• Text:
──────────────────────────────

= Farm and Industry Short Course =

The University of Wisconsin–Madison College of Agricultural and Life Sciences offers the one- or two-year Farm and Industry Short Course (FISC) program to high school graduates interested in farming or one of Wisconsin’s many other agricultural industries. The program runs from November to April and has an average enrollment of 135 students.

The program’s instructional goals emphasize a combination of academics and hands-on experience, taught by faculty and staff, many of whom also teach in the four-year undergraduate program.

== History ==
In 2010, the University of Wisconsin-Madison Farm and Industry Short Course will have been active for 125 years.

=== College of Agriculture an "IDEA" ===
On Sept. 1, 1880, William Arnon Henry began his service as Dean with the University of Wisconsin. University President John Bascom assigned Dean Henry the task of establishing the College of Agriculture as part of the university. Henry had little to work with except some acreage of farmland and the mandate to establish a training program that would be useful to young farmers.

──────────────────────────────

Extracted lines

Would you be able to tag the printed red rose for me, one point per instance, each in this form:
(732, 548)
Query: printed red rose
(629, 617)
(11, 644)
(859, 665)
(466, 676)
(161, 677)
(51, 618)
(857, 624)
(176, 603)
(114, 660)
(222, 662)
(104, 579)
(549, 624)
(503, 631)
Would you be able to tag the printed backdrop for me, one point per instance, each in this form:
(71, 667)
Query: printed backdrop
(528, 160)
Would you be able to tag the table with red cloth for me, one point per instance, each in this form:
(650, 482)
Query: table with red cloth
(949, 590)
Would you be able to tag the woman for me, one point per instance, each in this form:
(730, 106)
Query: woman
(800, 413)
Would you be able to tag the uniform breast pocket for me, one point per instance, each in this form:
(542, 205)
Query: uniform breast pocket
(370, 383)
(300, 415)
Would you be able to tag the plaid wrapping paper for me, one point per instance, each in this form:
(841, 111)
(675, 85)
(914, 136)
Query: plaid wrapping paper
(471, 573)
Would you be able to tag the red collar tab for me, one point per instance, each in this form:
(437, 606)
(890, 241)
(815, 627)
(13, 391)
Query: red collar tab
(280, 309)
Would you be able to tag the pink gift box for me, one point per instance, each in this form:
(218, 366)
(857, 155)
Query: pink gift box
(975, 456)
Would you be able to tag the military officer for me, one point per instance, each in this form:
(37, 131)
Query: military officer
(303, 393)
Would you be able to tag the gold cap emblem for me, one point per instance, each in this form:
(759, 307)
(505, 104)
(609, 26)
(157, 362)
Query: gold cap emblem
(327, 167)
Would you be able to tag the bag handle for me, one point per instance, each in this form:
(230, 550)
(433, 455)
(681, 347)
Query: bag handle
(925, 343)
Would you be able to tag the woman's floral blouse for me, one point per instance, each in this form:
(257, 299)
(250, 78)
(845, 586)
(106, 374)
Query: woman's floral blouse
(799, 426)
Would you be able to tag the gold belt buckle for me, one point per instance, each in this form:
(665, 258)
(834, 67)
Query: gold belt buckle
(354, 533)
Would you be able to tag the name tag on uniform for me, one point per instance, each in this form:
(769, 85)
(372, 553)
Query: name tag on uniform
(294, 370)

──────────────────────────────

• Required action A:
Echo the short course text word for word, from "The University of Wisconsin–Madison" down to "for 125 years.".
• Required action B:
Give what follows the last sentence of the short course text, picking up right after it.
The lines listed after the text aren't needed for anything here.

• Task response A:
The University of Wisconsin–Madison College of Agricultural and Life Sciences offers the one- or two-year Farm and Industry Short Course (FISC) program to high school graduates interested in farming or one of Wisconsin’s many other agricultural industries. The program runs from November to April and has an average enrollment of 135 students.

The program’s instructional goals emphasize a combination of academics and hands-on experience, taught by faculty and staff, many of whom also teach in the four-year undergraduate program.

== History ==
In 2010, the University of Wisconsin-Madison Farm and Industry Short Course will have been active for 125 years.

• Task response B:
Several farm organizations which were active at that time-the State Agriculture Society, the State Horticulture Society, the State Grange of the Patrons of Husbandry, and the State Dairymen's Association-greatly influenced the development of the College of Agriculture. These organizations, rather than individual farmers, really determined the form and function of the College of Agriculture.

Young farmers were not clamoring for college training, nor were operating farmers asking for what later became Extension services. Quoting Henry: "I found, upon coming to the state university, that we had no agriculture department, unless you can call a farm an agriculture department. We had no buildings; we had no room even in the buildings, we had no museum, we had no appropriations, excepting the farm...as for the education of the farmer, since there was not a young man in the institution studying agriculture, I felt that I was wholly alone in my work".

Henry listed his expenditures as $3,560.56 for the farm, $1,200 for his own salary, and $2,500 for mechanical arts-this latter not an agriculture item.

=== Creation of Short Course ===

In 1885, the University of Wisconsin Regents accepted the report of a two-man committee consisting of William T. Vilas, a "lawyer of high degree", and H.D. Hitt, a farmer from Oakfeild, who was a prominent Granger. Their recommendation was "that a shorter course for the winter months confined to the terms of two years, would be more popular and appropriate." This report was unanimously adopted, and the Farm Short Course (as it was then called) was mandated on January 20, 1885.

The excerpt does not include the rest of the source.